[Source records]

....

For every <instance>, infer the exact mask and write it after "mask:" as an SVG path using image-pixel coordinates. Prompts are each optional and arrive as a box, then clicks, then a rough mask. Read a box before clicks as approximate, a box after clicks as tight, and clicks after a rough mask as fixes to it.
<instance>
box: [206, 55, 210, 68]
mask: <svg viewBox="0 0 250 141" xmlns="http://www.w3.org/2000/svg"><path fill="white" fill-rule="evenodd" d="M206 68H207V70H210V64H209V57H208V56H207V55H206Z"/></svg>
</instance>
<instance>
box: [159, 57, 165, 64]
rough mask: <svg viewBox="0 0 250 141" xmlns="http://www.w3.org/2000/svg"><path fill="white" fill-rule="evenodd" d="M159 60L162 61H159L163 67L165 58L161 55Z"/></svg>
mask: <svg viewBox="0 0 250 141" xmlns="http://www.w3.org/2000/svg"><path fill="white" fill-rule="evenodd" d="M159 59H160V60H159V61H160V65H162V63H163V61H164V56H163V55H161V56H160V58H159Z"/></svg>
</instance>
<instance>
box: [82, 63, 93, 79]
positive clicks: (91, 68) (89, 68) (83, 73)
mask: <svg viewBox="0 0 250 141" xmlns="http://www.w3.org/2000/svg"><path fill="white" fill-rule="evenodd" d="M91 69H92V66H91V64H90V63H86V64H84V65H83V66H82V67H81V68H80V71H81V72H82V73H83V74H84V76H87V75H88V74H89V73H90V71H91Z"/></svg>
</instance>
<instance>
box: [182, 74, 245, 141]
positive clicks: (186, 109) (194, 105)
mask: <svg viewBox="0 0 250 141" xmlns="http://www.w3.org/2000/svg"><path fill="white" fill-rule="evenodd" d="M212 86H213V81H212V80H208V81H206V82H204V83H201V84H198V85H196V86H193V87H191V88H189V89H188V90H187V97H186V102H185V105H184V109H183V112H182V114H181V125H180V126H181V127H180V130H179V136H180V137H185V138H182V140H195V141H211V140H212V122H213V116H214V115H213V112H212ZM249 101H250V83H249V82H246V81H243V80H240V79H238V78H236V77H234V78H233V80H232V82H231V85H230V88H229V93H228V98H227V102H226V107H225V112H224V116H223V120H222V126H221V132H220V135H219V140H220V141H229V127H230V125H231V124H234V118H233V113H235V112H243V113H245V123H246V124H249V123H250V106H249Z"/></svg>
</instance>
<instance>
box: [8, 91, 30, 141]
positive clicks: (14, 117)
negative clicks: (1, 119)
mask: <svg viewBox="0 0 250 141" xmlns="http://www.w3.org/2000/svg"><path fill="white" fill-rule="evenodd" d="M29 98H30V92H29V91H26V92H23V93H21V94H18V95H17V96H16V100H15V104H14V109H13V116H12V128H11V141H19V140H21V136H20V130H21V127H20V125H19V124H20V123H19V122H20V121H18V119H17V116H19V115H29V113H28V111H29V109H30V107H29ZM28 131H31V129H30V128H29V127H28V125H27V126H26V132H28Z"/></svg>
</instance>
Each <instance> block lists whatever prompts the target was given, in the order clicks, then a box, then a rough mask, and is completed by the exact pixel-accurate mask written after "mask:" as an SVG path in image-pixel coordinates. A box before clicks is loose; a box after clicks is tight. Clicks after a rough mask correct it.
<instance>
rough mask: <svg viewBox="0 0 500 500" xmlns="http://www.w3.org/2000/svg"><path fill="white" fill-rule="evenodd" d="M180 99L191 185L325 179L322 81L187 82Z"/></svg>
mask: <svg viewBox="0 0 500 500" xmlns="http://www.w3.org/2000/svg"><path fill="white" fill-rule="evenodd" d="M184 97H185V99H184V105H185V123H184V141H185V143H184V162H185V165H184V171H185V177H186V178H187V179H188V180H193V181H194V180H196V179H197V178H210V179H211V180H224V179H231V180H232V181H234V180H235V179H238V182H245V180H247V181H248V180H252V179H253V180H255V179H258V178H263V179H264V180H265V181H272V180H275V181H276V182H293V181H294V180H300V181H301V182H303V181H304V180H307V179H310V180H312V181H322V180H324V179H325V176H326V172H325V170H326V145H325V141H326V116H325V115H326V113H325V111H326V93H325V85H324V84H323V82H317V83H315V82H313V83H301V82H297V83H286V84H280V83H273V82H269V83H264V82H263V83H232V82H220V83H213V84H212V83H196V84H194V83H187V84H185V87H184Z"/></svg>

....

= Exercise prompt =
Pick out every line of the material above that contains the string "image", treating uppercase and lowercase letters as different.

= Solution =
For every <instance>, infer the exact mask and write it after "mask:" as an SVG path using image-pixel coordinates. Prompts are each optional and arrive as a box, then clicks, then a rough mask. Read a box before clicks as approximate, a box after clicks as tight, and clicks after a rough mask as fixes to it.
Each <instance> block lists whatever prompts the target was given, in the order clicks, then a box, then a rough mask, and is completed by the exact pixel-accurate mask written after "mask:" as an SVG path in image-pixel coordinates. A box before clicks is loose; a box after clicks is tight. Clicks after a rough mask correct it.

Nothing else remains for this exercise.